Durante más de setenta años, México vivió bajo el hechizo de una de esas narrativas inversas. La del PRI. Era un cuento eficaz, con la Revolución Mexicana como su mito fundacional, una historia de justicia social que, aunque sus colores se fueran destiñiendo con el tiempo, conservaba un eco de verdad suficiente para mantener el orden de las cosas. Poco a poco esa Sherezade se avejentó y sus pausas dramáticas ya no generaban la misma expectativa.

La de ahora, en cambio, es una versión remozada de aquella. Una narradora que ha pasado por el quirófano de la semántica y la estrategia. La “justicia social” se llama ahora “bienestar”; la gesta revolucionaria ha sido reemplazada por una cruzada moral de honestidad casi cristiana. Es un relato con el rostro estirado, glúteos de sueño, cintura de avispa, pero un alma idéntica al pasado, que cuenta con un artificio nuevo, uno de eficacia brutal: la transferencia instantánea de efectivo. Esta nueva Sherezade habla bonito, enamora al oído y embellece sus mejores frases con el sonido de notificación de la tarjeta del bienestar. El cuento se ha vuelto tangible. La promesa ya no es un horizonte lejano, es un depósito bimestral. ¿Alguno es mensual?

* [Registros guardados]:
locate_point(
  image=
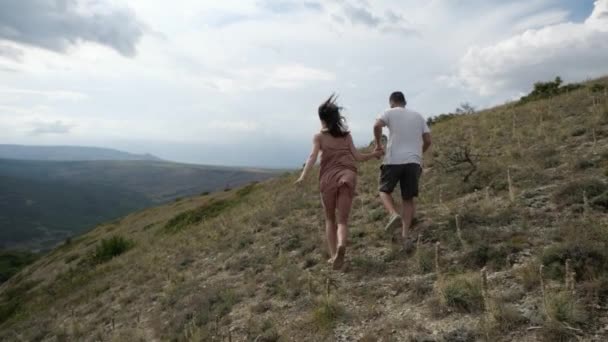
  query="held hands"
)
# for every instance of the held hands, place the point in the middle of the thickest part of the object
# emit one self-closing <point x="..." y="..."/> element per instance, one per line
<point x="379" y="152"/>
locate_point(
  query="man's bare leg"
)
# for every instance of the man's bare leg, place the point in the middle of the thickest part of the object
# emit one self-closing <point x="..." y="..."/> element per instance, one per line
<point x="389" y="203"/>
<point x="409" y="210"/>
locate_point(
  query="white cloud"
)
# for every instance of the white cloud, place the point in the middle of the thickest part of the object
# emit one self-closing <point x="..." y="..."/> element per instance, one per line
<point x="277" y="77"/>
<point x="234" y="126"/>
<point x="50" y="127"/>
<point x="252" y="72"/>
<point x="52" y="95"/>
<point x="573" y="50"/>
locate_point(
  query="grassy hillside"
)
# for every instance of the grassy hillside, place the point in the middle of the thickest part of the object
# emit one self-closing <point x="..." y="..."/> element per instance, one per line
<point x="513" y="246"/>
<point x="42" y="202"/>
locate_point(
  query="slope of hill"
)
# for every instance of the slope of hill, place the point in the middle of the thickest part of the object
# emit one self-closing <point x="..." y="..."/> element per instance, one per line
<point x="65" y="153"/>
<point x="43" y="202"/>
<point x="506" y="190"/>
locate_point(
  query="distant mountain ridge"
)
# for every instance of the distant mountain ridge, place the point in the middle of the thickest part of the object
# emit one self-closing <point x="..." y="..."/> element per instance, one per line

* [QUÉ HACER]:
• 1. Según el fragmento sobre las narrativas políticas en México, ¿durante cuántos años vivió el país bajo el hechizo del relato del PRI?
• 2. Muestra todas las líneas de los registros que contengan la cadena "query".

* [RESPUESTAS CORRECTAS]:
• 1. Durante más de setenta años.

• 2.
  query="held hands"
  query="man's bare leg"
  query="white cloud"
  query="grassy hillside"
  query="slope of hill"
  query="distant mountain ridge"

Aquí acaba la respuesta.